### Short task
Repeat the material below exactly, line for line.

### Data for the task
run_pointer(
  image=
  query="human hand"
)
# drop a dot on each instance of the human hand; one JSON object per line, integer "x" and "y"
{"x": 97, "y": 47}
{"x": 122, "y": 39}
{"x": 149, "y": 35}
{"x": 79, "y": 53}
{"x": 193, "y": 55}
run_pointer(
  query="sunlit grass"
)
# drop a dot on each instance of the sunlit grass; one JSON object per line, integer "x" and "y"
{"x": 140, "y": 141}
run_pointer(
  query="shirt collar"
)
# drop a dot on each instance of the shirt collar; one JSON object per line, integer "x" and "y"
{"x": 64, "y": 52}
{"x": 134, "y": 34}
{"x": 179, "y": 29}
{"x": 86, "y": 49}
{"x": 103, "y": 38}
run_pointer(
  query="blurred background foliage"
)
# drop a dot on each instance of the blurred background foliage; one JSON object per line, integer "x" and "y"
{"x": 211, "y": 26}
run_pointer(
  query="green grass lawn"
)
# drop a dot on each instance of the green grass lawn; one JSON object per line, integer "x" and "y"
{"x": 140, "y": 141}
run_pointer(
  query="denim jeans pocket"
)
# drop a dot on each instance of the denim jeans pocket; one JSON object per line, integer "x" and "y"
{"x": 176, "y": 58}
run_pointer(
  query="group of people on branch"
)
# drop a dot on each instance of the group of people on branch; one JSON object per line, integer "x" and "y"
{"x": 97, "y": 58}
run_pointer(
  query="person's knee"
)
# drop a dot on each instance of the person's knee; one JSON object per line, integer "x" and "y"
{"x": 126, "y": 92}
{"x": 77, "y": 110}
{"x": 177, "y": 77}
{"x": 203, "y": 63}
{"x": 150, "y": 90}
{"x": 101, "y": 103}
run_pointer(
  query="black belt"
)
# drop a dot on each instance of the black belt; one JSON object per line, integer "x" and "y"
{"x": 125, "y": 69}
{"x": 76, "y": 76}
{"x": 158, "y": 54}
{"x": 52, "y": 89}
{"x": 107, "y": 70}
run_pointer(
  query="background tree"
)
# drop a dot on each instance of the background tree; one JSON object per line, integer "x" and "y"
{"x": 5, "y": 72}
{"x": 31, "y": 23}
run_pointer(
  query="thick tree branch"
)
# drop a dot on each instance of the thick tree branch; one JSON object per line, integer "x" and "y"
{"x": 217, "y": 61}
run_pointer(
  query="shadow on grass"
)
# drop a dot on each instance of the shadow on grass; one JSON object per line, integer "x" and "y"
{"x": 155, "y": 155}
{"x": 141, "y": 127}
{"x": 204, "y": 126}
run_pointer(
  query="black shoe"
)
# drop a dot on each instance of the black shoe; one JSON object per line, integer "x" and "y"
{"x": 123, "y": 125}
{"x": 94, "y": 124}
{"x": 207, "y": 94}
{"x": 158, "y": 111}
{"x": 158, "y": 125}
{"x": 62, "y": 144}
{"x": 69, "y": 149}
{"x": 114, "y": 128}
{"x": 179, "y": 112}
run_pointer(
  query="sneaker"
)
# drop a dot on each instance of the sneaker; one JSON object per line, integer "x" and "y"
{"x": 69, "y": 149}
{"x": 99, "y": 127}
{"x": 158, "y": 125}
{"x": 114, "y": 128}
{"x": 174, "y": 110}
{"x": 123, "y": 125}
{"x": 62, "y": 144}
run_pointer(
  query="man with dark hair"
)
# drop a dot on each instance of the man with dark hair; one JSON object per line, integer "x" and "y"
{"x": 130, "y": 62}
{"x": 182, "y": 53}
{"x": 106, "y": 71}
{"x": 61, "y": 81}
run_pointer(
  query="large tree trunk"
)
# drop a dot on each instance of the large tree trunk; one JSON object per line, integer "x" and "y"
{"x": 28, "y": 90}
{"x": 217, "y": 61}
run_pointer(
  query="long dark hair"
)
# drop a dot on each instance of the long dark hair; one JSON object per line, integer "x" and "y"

### Correct result
run_pointer(
  image=
  query="human hand"
)
# drop a dot on each instance of the human hand; one JSON object per line, integer "x" and "y"
{"x": 97, "y": 47}
{"x": 122, "y": 39}
{"x": 149, "y": 35}
{"x": 79, "y": 53}
{"x": 193, "y": 55}
run_pointer(
  query="sunlit grass"
)
# drop a dot on each instance of the sunlit grass; one JSON object per line, integer "x" and "y"
{"x": 140, "y": 141}
run_pointer(
  query="shirt collar"
)
# drop a dot on each instance of the shirt collar; one JSON object per line, integer "x" and "y"
{"x": 64, "y": 52}
{"x": 134, "y": 34}
{"x": 179, "y": 29}
{"x": 86, "y": 49}
{"x": 103, "y": 38}
run_pointer(
  query="blurred background foliage"
)
# drop a dot on each instance of the blurred background foliage; one JSON object per line, integer "x" and "y"
{"x": 211, "y": 26}
run_pointer(
  query="green grass lawn"
)
# drop a dot on each instance of the green grass lawn; one JSON object per line, integer "x" and "y"
{"x": 140, "y": 141}
run_pointer(
  query="denim jeans pocket"
)
# drop a dot on each instance of the denim jeans pocket; one JSON object per line, integer "x" and "y"
{"x": 176, "y": 58}
run_pointer(
  query="group of people on branch"
)
# drop a dot on each instance of the group of people on branch; one JSON object per line, integer "x" and "y"
{"x": 97, "y": 58}
run_pointer(
  query="person's knee"
)
# drop a dot on each instance of the person's knee; one JSON object per line, integer "x" and "y"
{"x": 126, "y": 92}
{"x": 77, "y": 110}
{"x": 177, "y": 77}
{"x": 203, "y": 63}
{"x": 150, "y": 90}
{"x": 101, "y": 103}
run_pointer(
  query="black belt"
)
# drop a dot on each instance of the black belt; one JSON object per line, integer "x" and "y"
{"x": 125, "y": 69}
{"x": 76, "y": 76}
{"x": 158, "y": 54}
{"x": 52, "y": 89}
{"x": 107, "y": 70}
run_pointer(
  query="background tree"
)
# drop a dot on each instance of the background tree; one JSON object per line, integer "x" and "y"
{"x": 5, "y": 72}
{"x": 31, "y": 23}
run_pointer(
  query="thick tree branch"
)
# drop a dot on each instance of the thick tree branch; one JSON object per line, integer "x" and "y"
{"x": 217, "y": 61}
run_pointer(
  query="shadow on grass"
)
# drop a dot on each instance of the shadow on grass; one JSON object per line, integer "x" and "y"
{"x": 155, "y": 155}
{"x": 141, "y": 127}
{"x": 204, "y": 126}
run_pointer(
  query="black shoe"
)
# drop a dot on each instance of the black shoe; one JSON object per line, integer "x" and "y"
{"x": 123, "y": 125}
{"x": 94, "y": 124}
{"x": 207, "y": 94}
{"x": 158, "y": 111}
{"x": 158, "y": 125}
{"x": 62, "y": 144}
{"x": 69, "y": 149}
{"x": 114, "y": 128}
{"x": 179, "y": 112}
run_pointer(
  query="sneaker"
)
# drop a dot on each instance of the sneaker; one JSON object per line, integer "x" and "y"
{"x": 69, "y": 149}
{"x": 99, "y": 127}
{"x": 158, "y": 125}
{"x": 114, "y": 128}
{"x": 174, "y": 110}
{"x": 123, "y": 125}
{"x": 62, "y": 144}
run_pointer(
  query="man with dark hair"
)
# drop a dot on each instance of the man with dark hair; one JSON object per line, integer "x" and "y"
{"x": 130, "y": 62}
{"x": 182, "y": 53}
{"x": 106, "y": 71}
{"x": 61, "y": 81}
run_pointer(
  query="large tree trunk"
)
# drop a dot on each instance of the large tree trunk; one JSON object per line, integer "x" and "y"
{"x": 28, "y": 90}
{"x": 217, "y": 61}
run_pointer(
  query="long dark hair"
)
# drop a dot on each instance of the long dark hair; one JSON object per line, integer "x" and "y"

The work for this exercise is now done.